MATERIAL
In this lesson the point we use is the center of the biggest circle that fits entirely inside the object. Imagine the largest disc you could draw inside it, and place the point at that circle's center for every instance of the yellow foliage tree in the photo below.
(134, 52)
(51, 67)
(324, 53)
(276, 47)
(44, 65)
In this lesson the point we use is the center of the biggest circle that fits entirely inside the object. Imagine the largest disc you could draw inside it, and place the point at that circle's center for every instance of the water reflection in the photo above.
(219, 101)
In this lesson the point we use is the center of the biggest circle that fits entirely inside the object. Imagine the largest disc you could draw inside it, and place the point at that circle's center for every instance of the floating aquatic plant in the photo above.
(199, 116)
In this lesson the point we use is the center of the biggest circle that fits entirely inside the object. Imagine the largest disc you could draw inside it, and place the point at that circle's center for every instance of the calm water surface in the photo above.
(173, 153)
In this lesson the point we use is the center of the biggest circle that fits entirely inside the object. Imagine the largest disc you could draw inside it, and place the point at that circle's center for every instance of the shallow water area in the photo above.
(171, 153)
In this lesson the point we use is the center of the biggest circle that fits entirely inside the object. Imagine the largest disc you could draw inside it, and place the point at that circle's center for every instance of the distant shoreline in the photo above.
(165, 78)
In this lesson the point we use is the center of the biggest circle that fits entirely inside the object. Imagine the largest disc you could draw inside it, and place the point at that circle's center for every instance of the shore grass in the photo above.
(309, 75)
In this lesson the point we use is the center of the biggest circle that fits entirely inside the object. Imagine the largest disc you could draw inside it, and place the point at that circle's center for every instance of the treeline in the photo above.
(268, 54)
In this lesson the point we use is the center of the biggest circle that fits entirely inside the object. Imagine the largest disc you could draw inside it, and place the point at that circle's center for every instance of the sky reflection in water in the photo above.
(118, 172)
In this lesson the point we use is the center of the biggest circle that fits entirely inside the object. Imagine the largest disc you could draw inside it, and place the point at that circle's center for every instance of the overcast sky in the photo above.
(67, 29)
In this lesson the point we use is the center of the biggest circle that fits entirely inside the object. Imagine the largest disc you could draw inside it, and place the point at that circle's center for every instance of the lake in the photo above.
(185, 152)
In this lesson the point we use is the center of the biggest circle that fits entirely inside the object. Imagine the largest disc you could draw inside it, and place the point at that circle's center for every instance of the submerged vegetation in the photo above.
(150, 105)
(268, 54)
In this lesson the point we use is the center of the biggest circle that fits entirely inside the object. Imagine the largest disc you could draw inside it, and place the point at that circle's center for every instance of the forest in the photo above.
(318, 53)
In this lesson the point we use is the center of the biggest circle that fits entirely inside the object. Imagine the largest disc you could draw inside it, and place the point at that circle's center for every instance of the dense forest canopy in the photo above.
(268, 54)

YOUR TASK
Rewrite every line of the listing above, putting "widest disc" wherever "largest disc" appears and leaving everything else unchanged.

FINISHED EXERCISE
In this lesson the point we use is the center of the biggest circle that fits entirely inside the object. Imagine the widest disc you could draw inside it, and place the point at that circle's center for every instance of the yellow foliage tree in the photo below.
(134, 52)
(51, 67)
(324, 53)
(276, 47)
(44, 65)
In this lesson the point we use is the center of the biggest circle that fits entirely inside the object. Imagine the widest disc you could draw inside it, and place the point at that circle's center for every instance of the water reflection in the photo above.
(219, 101)
In this lesson the point we use is the center of the biggest circle that fits entirely inside the object. Imagine the widest disc you could draw inside it, and place the point at that circle's center for every instance of the floating aquatic plant in the photo above.
(199, 116)
In this lesson the point we use is the center of the biggest circle that fits entirely inside the object. Imagine the widest disc you could draw inside it, and place the point at that circle's center for every instance of the calm water surface in the photo above.
(173, 153)
In this lesson the point we use is the center of the biggest circle that fits entirely inside the object. Imagine the widest disc you could draw inside it, and place the point at that circle's center for every instance of the shallow water area in the photo above.
(171, 153)
In this lesson the point we use is the center of the biggest circle that fits entirely inside the object. Imagine the widest disc you could draw inside it, and place the point at that circle's center for every instance of the distant shoreline in the photo above.
(165, 78)
In this lesson the point we use is the center of the biggest circle that fits entirely inside the object. Imagine the widest disc you could draw inside it, and place the point at that circle's center for every instance of the shore grass in the photo above.
(309, 75)
In this lesson the point we use is the center of the biggest circle that fits entirely inside the object. Imagine the widest disc you could draw inside it, and place the point at that circle's center for every instance of the treeline in the photo above.
(268, 54)
In this lesson the point we use is the center of the biggest circle that fits entirely inside the object. Imagine the widest disc you could draw inside it, and place the point at that circle's center for every instance of the sky reflection in water in the photo above.
(118, 172)
In this lesson the point we use is the center of the biggest circle that fits entirely inside the object. Imagine the widest disc you could draw inside it, and place the point at that circle's center for every instance of the overcast sky in the photo above.
(67, 29)
In this lesson the point we use is the center of the biggest circle that fits entirely inside the object. Imagine the widest disc you could draw inside it, and place the point at that circle's center for every instance of the lake in the photo above.
(185, 152)
In this lesson the point we use is the center of the biggest circle that fits entirely inside the object. Imagine the widest disc you could draw inside it, and place the point at that circle's center for every instance of the submerged vegetation in the photo above.
(150, 105)
(268, 54)
In this lesson the point we use is the center of the biggest circle that fits entirely inside the object. Imagine the widest disc you could draw inside it, and place the point at that circle's center for every instance of the forest in the photo above.
(318, 53)
In this lesson the point we use is the center of the biggest circle that fits entirely inside the object. Imagine the widest disc you could draw inside it, and place the point at that circle's center for every instance of the dense forest canopy in the photo above.
(268, 54)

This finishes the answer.